* What is asked *
1/ Reproduce the passage of the RCU patch thread from "From: Joel Fernandes" to "default it is off.".
2/ List every line of the records that contains the string "post", matching case exactly.

* Extract provided *
Re: [PATCH] rcu/nocb: Add an option to ON/OFF an offloading from RT context

From: Joel Fernandes
Date: Sun May 08 2022 - 02:36:10 EST


On Sat, May 7, 2022 at 6:32 PM Paul E. McKenney <paulmck@xxxxxxxxxx> wrote:
>
> On Sat, May 07, 2022 at 11:11:58AM +0200, Uladzislau Rezki wrote:
> > > On Fri, May 06, 2022 at 06:22:26PM +0200, Uladzislau Rezki wrote:
> > > > > On Thu, May 05, 2022 at 12:16:41PM +0200, Uladzislau Rezki (Sony) wrote:
> > > > > > Introduce a RCU_NOCB_CPU_CB_BOOST kernel option. So a user can
> > > > > > decide if an offloading has to be done in a high-prio context or
> > > > > > not. Please note an option depends on RCU_NOCB_CPU and RCU_BOOST
> > > > > > parameters and by default it is off.
> > > > > >
> > > > > > This patch splits the boosting preempted RCU readers and those
> > > > > > kthreads which directly responsible for driving expedited grace
> > > > > > periods forward with enabling/disabling the offloading from/to
> > > > > > SCHED_FIFO/SCHED_OTHER contexts.
> > > > > >
> > > > > > The main reason of such split is, for example on Android there
> > > > > > are some workloads which require fast expedited grace period to
> > > > > > be done whereas offloading in RT context can lead to starvation
> > > > > > and hogging a CPU for a long time what is not acceptable for
> > > > > > latency sensitive environment. For instance:
> > > > > >
> > > > > > <snip>
> > > > > > <...>-60 [006] d..1 2979.028717: rcu_batch_start: rcu_preempt CBs=34619 bl=270
> > > > > > <snip>
> > > > > >
> > > > > > invoking 34 619 callbacks will take time thus making other CFS
> > > > > > tasks waiting in run-queue to be starved due to such behaviour.
> > > > > >
> > > > > > Signed-off-by: Uladzislau Rezki (Sony) <urezki@xxxxxxxxx>
> > > > >
> > > > > All good points!
> > > > >
> > > > > Some questions and comments below.
> > > > >
> > > > > Adding Sebastian on CC for his perspective.
> > > > >
> > > > > Thanx, Paul
> > > > >
> > > > > > ---
> > > > > > kernel/rcu/Kconfig | 14 ++++++++++++++
> > > > > > kernel/rcu/tree.c | 5 ++++-
> > > > > > kernel/rcu/tree_nocb.h | 3 ++-
> > > > > > 3 files changed, 20 insertions(+), 2 deletions(-)
> > > > > >
> > > > > > diff --git a/kernel/rcu/Kconfig b/kernel/rcu/Kconfig
> > > > > > index 27aab870ae4c..074630b94902 100644
> > > > > > --- a/kernel/rcu/Kconfig
> > > > > > +++ b/kernel/rcu/Kconfig
> > > > > > @@ -275,6 +275,20 @@ config RCU_NOCB_CPU_DEFAULT_ALL
> > > > > > Say Y here if you want offload all CPUs by default on boot.

[Position annotation records]
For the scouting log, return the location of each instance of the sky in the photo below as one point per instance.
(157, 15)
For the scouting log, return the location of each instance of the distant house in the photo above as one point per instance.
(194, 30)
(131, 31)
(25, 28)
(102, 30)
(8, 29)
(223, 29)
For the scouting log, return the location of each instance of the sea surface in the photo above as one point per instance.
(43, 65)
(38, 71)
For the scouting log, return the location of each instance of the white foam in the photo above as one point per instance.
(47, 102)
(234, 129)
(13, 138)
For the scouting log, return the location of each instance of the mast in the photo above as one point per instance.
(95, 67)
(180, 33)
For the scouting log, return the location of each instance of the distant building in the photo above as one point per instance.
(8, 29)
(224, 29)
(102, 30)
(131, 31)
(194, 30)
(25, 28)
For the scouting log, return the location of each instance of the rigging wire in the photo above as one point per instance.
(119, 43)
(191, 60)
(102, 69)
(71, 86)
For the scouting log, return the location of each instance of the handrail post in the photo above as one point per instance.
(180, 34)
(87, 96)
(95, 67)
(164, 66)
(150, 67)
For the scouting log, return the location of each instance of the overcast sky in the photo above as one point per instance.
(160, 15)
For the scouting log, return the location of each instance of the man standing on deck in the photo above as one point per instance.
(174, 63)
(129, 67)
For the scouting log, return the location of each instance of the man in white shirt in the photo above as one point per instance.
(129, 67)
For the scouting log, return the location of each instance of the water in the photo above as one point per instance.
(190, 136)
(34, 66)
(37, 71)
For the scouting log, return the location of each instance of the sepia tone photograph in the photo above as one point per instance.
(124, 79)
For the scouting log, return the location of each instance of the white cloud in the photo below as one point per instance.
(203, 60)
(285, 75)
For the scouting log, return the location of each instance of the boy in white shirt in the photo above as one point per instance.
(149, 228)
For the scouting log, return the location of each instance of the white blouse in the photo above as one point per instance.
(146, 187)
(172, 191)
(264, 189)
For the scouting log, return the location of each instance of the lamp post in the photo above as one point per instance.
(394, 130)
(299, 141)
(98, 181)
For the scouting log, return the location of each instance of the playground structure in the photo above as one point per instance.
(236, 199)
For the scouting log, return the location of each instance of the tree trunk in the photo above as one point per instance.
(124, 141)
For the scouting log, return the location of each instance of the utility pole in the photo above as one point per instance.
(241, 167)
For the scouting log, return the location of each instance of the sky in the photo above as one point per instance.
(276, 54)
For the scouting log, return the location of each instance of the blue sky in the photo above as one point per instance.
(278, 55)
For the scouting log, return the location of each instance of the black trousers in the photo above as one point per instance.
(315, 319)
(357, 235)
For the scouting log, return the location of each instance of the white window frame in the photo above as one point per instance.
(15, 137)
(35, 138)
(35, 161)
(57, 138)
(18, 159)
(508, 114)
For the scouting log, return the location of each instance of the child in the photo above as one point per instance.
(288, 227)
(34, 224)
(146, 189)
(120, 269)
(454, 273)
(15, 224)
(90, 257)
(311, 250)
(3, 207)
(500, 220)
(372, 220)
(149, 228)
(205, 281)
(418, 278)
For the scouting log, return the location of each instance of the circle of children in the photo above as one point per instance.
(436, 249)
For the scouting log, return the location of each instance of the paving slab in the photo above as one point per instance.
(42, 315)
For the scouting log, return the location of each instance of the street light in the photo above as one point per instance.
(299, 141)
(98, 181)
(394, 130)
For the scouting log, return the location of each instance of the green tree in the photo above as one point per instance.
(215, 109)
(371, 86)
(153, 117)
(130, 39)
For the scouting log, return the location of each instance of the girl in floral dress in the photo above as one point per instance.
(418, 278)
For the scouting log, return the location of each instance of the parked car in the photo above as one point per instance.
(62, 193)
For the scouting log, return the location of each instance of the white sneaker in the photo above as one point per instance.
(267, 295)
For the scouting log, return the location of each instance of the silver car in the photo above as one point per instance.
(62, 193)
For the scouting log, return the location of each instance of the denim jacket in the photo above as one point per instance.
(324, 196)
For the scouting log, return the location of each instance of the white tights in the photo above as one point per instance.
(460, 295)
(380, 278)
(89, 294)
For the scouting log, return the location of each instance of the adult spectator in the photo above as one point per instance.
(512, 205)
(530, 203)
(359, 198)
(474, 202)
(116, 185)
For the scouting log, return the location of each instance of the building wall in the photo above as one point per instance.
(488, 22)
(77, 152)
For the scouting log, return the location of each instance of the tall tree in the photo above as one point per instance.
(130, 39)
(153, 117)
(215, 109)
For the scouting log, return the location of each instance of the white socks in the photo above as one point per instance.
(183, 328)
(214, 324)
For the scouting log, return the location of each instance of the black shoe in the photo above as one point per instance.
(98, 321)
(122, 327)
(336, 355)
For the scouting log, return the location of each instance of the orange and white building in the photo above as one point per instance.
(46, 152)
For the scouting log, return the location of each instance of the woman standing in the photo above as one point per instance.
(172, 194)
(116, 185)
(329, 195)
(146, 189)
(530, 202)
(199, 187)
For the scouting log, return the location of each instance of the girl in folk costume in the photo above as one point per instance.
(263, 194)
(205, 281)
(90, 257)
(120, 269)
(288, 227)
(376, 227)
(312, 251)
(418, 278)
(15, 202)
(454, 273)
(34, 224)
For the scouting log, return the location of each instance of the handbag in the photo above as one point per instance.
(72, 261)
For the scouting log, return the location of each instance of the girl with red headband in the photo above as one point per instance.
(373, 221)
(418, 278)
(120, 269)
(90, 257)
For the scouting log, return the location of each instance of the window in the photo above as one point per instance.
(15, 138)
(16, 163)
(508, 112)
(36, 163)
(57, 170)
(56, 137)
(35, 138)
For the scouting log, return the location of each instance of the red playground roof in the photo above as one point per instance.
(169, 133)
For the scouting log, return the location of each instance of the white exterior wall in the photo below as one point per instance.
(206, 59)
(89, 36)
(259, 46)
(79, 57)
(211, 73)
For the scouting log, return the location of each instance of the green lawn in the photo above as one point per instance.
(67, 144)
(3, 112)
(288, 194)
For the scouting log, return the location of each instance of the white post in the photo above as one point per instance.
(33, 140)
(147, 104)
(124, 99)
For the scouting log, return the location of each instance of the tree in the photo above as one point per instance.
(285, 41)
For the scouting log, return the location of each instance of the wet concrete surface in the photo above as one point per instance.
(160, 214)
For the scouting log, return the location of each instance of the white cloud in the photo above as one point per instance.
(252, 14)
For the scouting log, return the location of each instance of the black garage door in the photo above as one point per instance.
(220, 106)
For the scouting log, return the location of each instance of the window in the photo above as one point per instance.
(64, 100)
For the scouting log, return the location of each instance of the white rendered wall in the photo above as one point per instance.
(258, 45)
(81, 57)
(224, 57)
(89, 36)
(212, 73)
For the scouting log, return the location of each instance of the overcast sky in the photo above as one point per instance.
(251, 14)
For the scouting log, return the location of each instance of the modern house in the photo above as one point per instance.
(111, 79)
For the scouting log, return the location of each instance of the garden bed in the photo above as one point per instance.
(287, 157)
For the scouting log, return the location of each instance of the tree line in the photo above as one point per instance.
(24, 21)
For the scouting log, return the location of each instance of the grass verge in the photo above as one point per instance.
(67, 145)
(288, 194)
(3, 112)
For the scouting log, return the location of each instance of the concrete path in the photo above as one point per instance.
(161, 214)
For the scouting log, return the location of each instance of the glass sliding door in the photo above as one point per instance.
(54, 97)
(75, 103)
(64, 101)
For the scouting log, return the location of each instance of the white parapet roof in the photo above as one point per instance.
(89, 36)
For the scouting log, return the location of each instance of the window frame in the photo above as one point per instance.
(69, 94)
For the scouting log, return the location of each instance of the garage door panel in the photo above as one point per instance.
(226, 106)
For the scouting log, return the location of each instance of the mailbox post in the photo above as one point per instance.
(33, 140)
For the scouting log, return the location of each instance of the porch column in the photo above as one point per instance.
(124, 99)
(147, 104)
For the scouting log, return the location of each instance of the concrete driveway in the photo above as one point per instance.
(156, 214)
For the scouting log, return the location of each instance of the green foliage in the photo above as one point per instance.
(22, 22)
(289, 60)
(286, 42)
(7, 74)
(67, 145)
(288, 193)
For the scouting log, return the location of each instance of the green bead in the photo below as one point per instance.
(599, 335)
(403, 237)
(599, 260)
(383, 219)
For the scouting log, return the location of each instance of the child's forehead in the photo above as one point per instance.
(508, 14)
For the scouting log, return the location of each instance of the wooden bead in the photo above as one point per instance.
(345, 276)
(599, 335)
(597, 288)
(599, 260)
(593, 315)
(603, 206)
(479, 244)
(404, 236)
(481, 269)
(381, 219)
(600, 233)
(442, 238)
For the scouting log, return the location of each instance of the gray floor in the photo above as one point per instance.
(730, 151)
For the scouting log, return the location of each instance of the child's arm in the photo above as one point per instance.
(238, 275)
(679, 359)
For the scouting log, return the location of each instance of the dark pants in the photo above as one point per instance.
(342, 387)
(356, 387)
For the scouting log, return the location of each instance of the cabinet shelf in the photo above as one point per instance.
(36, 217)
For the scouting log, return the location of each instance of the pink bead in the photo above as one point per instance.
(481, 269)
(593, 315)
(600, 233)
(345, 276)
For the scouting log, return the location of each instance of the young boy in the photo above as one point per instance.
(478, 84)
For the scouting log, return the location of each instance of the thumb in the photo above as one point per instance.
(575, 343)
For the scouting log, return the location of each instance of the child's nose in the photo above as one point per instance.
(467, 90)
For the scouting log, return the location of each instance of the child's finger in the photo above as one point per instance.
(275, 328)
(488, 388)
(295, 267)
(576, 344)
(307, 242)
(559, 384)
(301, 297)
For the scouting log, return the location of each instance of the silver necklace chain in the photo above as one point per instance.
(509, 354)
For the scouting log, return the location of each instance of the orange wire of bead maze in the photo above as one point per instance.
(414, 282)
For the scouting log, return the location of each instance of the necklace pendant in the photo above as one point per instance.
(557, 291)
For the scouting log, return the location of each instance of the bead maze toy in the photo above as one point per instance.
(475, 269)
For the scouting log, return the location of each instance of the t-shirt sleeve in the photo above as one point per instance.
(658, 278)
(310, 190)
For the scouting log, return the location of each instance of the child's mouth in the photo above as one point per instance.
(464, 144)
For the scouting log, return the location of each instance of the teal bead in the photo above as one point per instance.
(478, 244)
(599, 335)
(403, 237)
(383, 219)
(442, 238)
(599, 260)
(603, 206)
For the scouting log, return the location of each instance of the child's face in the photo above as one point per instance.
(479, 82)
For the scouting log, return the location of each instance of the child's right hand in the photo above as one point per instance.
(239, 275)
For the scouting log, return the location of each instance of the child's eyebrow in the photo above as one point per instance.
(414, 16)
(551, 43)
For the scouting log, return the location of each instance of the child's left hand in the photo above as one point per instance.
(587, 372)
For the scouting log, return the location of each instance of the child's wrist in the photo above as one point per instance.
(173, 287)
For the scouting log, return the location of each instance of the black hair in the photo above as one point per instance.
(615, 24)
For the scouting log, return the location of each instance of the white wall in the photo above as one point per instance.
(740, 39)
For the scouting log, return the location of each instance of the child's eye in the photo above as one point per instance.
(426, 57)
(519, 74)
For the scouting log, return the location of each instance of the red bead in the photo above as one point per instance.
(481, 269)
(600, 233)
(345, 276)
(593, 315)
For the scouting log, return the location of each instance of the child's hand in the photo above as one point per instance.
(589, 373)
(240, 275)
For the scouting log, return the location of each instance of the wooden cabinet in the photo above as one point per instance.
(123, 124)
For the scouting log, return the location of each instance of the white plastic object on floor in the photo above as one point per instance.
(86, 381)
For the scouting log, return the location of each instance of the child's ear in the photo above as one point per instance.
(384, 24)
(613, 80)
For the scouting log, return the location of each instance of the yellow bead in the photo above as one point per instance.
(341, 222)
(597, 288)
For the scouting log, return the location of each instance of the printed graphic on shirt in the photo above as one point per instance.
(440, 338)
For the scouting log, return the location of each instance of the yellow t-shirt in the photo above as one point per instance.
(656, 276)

* Outputs by task *
1/
From: Joel Fernandes
Date: Sun May 08 2022 - 02:36:10 EST


On Sat, May 7, 2022 at 6:32 PM Paul E. McKenney <paulmck@xxxxxxxxxx> wrote:
>
> On Sat, May 07, 2022 at 11:11:58AM +0200, Uladzislau Rezki wrote:
> > > On Fri, May 06, 2022 at 06:22:26PM +0200, Uladzislau Rezki wrote:
> > > > > On Thu, May 05, 2022 at 12:16:41PM +0200, Uladzislau Rezki (Sony) wrote:
> > > > > > Introduce a RCU_NOCB_CPU_CB_BOOST kernel option. So a user can
> > > > > > decide if an offloading has to be done in a high-prio context or
> > > > > > not. Please note an option depends on RCU_NOCB_CPU and RCU_BOOST
> > > > > > parameters and by default it is off.

2/
For the scouting log, return the location of each instance of the handrail post in the photo above as one point per instance.
For the scouting log, return the location of each instance of the lamp post in the photo above as one point per instance.
For the scouting log, return the location of each instance of the white post in the photo above as one point per instance.
For the scouting log, return the location of each instance of the mailbox post in the photo above as one point per instance.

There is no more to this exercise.